### Exercise goal
What is needed is an exact reproduction of the lines from the one that contains "ok so I need the box for the bamboo" through the end of the data, both included and nothing else, with pictures omitted.

### Material to process

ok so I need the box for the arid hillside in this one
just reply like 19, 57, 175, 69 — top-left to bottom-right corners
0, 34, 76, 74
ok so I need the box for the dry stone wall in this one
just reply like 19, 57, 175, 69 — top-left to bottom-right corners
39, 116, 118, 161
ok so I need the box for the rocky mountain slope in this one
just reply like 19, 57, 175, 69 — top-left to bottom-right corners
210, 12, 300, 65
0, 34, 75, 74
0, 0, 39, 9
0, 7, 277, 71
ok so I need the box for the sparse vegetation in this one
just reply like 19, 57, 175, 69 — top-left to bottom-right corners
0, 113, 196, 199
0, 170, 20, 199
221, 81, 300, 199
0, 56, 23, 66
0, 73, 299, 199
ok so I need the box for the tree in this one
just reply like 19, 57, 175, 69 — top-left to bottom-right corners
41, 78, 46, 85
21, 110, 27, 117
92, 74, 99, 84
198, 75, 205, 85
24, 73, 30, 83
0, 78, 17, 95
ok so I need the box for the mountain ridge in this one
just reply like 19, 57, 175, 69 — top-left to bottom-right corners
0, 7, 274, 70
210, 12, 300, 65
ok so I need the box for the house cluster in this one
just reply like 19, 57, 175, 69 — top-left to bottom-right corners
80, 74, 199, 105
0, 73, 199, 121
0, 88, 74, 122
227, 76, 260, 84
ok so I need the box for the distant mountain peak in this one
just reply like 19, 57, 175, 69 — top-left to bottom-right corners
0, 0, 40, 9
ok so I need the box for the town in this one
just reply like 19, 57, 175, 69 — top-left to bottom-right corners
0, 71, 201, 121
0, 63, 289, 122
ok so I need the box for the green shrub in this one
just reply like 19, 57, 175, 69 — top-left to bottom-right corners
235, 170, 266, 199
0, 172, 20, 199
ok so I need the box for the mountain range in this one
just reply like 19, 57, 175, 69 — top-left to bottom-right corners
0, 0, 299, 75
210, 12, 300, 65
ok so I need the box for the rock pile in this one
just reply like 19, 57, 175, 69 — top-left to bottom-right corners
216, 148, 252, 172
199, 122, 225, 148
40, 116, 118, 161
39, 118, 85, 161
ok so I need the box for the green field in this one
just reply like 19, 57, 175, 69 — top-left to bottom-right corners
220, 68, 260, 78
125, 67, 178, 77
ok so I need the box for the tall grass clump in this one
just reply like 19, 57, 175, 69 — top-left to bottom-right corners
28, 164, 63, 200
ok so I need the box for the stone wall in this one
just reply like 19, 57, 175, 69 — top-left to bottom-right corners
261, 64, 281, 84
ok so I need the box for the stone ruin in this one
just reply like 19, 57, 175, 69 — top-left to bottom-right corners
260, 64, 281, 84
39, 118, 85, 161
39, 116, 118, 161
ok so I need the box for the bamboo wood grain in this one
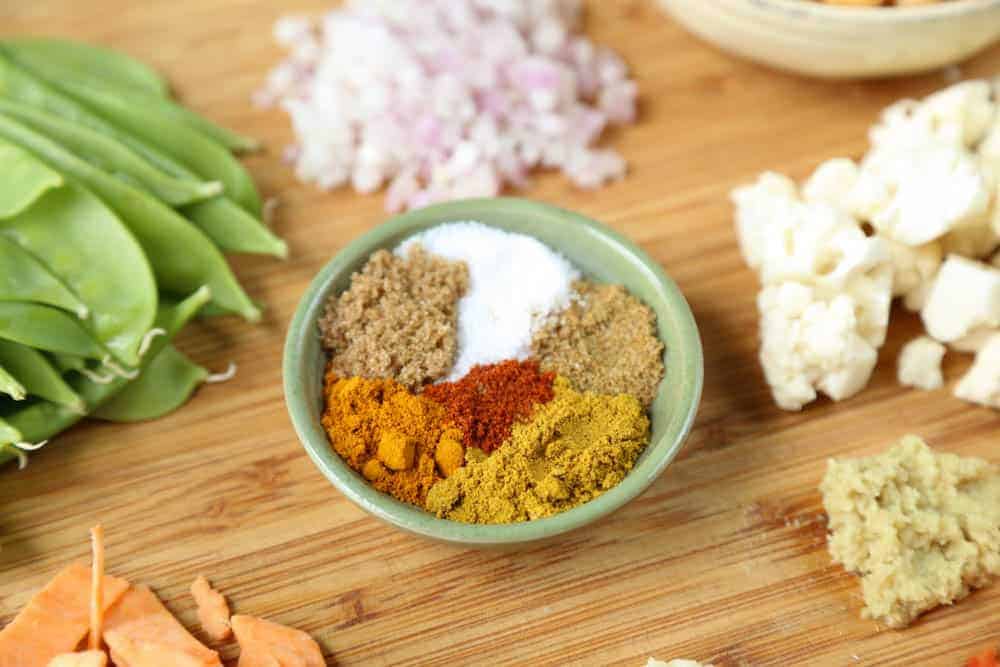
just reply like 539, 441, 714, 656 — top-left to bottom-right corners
1, 1, 998, 665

### Answer to the problem
ok so I need the box for the bamboo wood grain in this one
just reply like 539, 441, 714, 656 — top-left to bottom-right corners
1, 1, 998, 665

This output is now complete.